Material for this task Block Start

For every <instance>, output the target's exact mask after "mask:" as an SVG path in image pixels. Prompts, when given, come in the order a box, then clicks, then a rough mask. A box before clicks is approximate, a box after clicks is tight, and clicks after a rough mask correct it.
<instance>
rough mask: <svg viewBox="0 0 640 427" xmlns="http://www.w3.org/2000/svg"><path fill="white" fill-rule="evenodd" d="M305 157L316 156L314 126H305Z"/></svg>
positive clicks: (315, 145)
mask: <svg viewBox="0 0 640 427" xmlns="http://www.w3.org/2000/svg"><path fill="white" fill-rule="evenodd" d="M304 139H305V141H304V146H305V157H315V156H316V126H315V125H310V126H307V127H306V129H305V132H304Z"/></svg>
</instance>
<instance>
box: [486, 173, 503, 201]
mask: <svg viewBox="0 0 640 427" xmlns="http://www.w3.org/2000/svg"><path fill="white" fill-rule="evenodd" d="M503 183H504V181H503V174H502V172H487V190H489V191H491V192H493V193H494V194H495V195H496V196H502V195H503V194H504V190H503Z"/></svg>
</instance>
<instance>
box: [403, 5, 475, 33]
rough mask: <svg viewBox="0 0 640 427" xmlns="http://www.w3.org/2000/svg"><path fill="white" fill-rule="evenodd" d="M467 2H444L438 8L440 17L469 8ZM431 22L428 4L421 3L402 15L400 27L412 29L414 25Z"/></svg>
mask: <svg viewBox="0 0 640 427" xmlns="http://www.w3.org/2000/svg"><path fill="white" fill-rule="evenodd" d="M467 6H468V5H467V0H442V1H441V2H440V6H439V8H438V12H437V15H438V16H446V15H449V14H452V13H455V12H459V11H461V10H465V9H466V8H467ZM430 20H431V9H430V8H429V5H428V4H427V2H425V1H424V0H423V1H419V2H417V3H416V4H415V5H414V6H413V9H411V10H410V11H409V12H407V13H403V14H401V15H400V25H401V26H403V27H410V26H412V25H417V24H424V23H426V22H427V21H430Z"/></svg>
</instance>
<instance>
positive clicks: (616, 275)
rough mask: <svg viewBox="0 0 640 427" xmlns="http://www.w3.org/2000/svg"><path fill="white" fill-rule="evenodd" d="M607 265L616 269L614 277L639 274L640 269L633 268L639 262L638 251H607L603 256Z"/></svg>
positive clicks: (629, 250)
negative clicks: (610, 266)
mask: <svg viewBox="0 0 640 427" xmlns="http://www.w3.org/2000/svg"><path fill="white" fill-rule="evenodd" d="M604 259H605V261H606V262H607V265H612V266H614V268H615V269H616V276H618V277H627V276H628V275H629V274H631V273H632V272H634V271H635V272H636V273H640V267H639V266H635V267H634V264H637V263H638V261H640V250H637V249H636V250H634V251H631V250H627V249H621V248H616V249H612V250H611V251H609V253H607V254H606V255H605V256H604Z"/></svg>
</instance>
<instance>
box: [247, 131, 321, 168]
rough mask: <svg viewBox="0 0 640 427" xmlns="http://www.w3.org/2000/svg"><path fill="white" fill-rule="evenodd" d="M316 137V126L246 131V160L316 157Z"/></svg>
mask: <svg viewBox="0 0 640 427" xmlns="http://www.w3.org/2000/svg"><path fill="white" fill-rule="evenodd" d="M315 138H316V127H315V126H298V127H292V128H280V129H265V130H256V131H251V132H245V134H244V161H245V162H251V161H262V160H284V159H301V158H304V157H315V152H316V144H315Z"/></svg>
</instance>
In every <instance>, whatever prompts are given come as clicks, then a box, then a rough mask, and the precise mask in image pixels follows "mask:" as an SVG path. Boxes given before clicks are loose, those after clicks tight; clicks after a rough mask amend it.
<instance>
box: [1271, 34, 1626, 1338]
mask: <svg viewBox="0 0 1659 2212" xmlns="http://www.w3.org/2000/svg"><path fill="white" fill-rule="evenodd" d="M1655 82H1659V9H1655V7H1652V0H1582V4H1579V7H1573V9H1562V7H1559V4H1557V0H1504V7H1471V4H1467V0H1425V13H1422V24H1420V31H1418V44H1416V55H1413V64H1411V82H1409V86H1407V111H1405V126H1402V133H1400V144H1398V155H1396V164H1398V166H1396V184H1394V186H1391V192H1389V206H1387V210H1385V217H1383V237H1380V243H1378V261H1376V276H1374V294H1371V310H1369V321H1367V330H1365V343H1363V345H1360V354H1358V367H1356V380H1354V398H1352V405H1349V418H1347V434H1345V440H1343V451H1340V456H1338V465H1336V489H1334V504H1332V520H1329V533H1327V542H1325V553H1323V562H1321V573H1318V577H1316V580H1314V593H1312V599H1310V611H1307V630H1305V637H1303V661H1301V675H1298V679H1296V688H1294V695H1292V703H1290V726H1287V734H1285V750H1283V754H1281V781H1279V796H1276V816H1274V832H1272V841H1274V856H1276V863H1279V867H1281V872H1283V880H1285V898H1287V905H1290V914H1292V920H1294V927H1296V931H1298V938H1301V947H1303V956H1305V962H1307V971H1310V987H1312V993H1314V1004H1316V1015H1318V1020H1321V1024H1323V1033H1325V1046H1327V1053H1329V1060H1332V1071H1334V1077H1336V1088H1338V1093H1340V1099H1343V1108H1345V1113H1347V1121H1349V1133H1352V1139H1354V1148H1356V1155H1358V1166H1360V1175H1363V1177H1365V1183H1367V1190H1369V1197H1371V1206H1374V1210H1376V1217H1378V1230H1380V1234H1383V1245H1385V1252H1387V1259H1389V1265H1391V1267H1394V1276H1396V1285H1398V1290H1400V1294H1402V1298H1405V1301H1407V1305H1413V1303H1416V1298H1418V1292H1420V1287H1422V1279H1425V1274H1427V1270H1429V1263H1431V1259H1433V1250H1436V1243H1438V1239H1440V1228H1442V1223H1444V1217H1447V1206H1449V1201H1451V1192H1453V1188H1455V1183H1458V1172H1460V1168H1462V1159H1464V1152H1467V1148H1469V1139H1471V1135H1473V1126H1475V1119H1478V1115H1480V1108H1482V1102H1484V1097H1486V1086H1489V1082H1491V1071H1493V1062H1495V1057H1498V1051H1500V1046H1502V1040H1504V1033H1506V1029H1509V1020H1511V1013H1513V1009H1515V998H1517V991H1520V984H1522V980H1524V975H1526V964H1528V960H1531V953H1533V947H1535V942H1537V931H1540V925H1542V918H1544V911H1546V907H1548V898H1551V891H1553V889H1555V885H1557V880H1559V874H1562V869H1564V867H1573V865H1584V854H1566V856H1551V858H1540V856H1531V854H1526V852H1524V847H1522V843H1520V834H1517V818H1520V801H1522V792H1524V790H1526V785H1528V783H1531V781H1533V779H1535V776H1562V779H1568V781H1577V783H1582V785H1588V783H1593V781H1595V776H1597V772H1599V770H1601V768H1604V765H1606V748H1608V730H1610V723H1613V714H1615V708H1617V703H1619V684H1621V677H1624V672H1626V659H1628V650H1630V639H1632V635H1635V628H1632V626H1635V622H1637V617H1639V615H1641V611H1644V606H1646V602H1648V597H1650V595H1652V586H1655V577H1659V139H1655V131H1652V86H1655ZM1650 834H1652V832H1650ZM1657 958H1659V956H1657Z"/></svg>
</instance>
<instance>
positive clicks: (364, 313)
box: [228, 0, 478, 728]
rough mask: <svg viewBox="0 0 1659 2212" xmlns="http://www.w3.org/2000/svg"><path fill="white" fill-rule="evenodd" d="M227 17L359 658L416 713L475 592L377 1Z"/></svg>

Material for this task Block End

:: Task goal ::
Copy only this part of the entries above: the line with "box: [486, 173, 503, 201]", the line with "box: [403, 5, 475, 33]", and the lines between, all exactly as written.

:: Answer box ::
box: [486, 173, 503, 201]
mask: <svg viewBox="0 0 640 427" xmlns="http://www.w3.org/2000/svg"><path fill="white" fill-rule="evenodd" d="M503 183H504V181H503V174H502V172H487V190H489V191H491V192H493V193H494V194H495V195H496V196H502V195H503V194H504V190H503Z"/></svg>
</instance>
<instance>
box: [403, 5, 475, 33]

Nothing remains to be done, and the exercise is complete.